Set task 1:
From the Marc de Jonge page, list every film in the filmography dated 1984.
Set task 2:
Answer these questions using the Marc de Jonge page:
(a) In what city was he born?
(b) What subject did he study because his father wished it?
(c) How many films was he in, according to the career section?

Supplied text:
-- START --
- de Jonge as Colonel Zaysen in Rambo III
- Born: Marc Louis Maxime de Jonge 16 February 1949 Nancy, France
- Died: 10 March 1996 (aged 47) Paris, France
- Occupation: Actor
- Years active: 1977–1996
- Spouse: Rebecca Potok

= Marc de Jonge =

French actor (1949–1996)

Marc Louis Maxime de Jonge (16 February 1949 – 10 March 1996) was a French actor.

==Early life and education==
Born in Nancy, France, he studied law as his father wished, but he decided to attend Conservatory of Dramatic Art of Paris, and acquired small roles in film.

==Career==
Despite being best known for his role as the heartless Soviet Colonel Zaysen in Rambo III, de Jonge had a long and fruitful career. He was in over 50 films, mostly productions from France. He also starred in the famous Steven Spielberg film Empire of the Sun, playing a Frenchman.

==Death==
De Jonge forgot the keys to his Paris house on 10 March 1996. He decided to climb the building to get into his home but after arriving on the second floor, he slipped and suffered a fatal fall. He was 47 years old.

==Filmography==

===Film===

- L'Aigle et la Colombe (1977) – Ludwig's Assistant
- Et vive la liberté! (1978)
- Guerres civiles en France (1978) – Les commissaire alliés (segment "Premier empire")
- Je vous ferai aimer la vie (1979)
- Au bout du bout du banc (1979)
- La bande du Rex (1980)
- La Flambeuse (1981) – De Boissouvre
- Les jocondes (1982) – Frédéric
- Mon Curé Chez les Nudistes (1982) – Oscar, le coiffeur
- Rock 'n Torah (1983) – Jess, le chauffeur de Dieu
- Rue barbare (1984) – Jo, un sbire de Hagen
- Ronde de nuit (1984) – Roland Bauchaud - un mécanicien d'extrême droite
- Les Brésiliennes du bois de Boulogne (1984) – Carmen
- Rive droite, rive gauche (1984) – Jaffré
- Flagrant désir (1986) – Larbeau
- La Femme secrète (1986) – Lamour
- Le Complexe du kangourou (1986) – Verahege
- Empire of the Sun (1986) – Frenchman
- De guerre lasse (1987) – Le capitaine SS de l'interrogatoire
- François Villon - Poetul vagabond (1987)
-- END --
(Object point labels)
-- START --
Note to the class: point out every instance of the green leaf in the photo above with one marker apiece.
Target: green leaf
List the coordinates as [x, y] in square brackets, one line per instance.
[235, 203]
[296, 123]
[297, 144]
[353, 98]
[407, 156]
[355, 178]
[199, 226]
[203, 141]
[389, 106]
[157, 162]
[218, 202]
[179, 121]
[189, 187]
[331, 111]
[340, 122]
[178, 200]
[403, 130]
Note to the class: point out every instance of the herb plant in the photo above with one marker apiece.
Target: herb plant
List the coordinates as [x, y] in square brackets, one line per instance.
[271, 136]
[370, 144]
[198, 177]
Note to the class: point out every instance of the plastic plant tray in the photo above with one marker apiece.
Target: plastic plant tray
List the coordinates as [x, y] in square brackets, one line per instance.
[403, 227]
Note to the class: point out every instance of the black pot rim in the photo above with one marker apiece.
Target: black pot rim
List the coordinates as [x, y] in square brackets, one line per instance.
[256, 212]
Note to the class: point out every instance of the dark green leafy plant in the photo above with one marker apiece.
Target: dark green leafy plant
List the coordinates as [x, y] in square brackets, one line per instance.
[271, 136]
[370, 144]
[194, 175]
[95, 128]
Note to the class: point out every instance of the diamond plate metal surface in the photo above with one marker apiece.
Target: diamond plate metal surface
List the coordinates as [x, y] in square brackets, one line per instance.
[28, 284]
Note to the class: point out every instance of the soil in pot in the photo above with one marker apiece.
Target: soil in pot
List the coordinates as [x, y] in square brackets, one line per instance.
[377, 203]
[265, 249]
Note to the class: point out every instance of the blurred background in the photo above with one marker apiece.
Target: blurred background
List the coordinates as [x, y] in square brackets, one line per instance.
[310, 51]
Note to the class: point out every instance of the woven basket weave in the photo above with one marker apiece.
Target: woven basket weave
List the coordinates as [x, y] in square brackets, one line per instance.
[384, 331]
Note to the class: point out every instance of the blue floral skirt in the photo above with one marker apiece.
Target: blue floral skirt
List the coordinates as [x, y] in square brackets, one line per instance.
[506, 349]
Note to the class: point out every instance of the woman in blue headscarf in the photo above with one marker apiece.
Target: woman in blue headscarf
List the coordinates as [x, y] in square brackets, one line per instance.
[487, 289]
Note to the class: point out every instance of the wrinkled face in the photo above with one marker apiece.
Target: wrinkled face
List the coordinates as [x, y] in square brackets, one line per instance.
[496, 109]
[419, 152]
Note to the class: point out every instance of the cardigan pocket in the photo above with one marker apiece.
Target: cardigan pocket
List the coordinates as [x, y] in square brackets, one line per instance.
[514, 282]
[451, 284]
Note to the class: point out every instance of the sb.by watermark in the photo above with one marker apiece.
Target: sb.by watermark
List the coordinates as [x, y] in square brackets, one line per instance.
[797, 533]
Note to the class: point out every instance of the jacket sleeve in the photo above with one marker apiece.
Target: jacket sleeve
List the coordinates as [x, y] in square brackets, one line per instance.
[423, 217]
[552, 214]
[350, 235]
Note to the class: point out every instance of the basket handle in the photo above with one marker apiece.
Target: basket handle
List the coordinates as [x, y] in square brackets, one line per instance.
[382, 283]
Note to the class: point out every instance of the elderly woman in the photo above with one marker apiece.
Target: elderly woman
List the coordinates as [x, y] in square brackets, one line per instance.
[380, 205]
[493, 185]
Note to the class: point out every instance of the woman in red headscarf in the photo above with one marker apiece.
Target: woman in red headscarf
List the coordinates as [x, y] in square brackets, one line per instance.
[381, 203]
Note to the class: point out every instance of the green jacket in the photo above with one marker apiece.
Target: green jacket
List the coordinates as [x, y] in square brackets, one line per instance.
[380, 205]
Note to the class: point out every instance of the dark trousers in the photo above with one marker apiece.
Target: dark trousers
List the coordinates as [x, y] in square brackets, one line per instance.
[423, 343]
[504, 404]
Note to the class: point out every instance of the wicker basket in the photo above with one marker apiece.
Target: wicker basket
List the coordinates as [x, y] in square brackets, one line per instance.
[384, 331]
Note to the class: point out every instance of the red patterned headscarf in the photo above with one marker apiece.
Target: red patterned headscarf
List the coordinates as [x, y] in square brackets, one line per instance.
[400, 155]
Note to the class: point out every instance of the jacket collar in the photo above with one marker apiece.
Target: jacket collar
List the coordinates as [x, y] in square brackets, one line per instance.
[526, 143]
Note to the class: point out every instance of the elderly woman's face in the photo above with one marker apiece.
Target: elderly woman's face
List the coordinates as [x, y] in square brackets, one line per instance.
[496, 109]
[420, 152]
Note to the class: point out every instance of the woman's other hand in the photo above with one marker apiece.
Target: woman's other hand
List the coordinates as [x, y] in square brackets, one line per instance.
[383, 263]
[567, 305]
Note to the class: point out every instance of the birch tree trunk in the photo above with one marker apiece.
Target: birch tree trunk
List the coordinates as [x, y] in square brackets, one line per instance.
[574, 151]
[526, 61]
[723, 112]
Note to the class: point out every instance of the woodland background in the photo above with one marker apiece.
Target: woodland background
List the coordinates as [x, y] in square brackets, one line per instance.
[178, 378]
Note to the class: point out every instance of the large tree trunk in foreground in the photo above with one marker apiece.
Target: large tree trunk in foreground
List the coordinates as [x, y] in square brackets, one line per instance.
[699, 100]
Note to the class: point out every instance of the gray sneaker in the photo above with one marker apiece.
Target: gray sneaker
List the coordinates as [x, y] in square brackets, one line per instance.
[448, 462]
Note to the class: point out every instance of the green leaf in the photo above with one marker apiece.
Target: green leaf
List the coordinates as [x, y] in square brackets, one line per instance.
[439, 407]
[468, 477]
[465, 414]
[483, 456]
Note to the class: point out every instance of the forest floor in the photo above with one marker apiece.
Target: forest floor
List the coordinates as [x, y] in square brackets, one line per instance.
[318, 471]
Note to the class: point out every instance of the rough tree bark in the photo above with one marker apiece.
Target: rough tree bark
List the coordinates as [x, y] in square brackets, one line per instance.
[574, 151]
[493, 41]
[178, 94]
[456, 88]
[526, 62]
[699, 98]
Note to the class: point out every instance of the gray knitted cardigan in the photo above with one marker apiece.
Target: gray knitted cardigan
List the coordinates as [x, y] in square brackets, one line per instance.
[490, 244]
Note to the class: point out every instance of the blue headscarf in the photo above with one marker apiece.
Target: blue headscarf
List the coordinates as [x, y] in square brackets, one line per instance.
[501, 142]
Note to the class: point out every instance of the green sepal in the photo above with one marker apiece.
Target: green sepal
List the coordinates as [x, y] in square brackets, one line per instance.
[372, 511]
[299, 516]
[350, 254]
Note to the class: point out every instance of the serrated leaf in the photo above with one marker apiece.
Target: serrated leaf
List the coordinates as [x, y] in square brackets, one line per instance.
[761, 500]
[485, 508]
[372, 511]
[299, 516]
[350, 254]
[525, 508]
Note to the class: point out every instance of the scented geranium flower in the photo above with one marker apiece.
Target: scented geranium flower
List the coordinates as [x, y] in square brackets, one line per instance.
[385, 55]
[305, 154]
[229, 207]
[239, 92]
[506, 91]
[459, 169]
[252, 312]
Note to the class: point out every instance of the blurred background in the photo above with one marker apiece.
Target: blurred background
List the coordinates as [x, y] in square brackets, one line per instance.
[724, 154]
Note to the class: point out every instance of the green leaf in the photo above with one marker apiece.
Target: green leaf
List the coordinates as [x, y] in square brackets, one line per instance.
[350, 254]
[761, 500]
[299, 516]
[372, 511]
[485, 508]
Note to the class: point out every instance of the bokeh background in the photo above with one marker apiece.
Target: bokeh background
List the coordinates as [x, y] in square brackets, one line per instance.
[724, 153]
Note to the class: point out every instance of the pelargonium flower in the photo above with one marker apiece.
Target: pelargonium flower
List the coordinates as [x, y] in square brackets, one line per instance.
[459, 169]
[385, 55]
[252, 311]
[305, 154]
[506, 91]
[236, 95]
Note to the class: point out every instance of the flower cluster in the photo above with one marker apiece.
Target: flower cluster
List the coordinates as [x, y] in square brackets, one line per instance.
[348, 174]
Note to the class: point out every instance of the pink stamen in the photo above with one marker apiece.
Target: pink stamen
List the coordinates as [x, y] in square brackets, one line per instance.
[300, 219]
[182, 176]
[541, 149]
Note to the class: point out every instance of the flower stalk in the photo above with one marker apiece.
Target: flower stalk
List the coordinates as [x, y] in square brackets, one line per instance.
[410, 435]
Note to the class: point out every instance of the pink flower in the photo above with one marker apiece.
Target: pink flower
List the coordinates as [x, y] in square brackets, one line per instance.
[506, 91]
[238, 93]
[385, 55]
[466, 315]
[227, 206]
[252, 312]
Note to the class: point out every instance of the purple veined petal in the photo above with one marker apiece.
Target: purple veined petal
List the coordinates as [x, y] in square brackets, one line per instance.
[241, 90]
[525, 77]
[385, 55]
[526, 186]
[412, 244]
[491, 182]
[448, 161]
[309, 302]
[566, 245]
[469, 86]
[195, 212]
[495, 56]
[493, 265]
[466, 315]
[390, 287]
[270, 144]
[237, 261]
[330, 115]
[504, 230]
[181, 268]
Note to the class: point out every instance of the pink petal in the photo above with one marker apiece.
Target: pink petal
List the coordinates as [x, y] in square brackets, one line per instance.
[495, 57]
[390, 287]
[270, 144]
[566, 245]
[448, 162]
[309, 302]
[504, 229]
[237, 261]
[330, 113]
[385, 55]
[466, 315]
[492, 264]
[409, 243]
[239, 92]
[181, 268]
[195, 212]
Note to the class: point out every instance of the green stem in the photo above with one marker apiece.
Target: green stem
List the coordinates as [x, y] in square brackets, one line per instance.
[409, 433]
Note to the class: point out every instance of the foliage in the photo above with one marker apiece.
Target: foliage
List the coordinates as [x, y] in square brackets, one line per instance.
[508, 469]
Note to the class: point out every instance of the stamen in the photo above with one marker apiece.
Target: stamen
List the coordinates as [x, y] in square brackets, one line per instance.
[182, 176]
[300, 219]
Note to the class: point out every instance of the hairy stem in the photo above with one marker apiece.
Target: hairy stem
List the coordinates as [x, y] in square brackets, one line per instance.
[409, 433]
-- END --
Final answer 1:
Rue barbare
Ronde de nuit
Les Brésiliennes du bois de Boulogne
Rive droite, rive gauche

Final answer 2:
(a) Nancy, France
(b) Law
(c) Over 50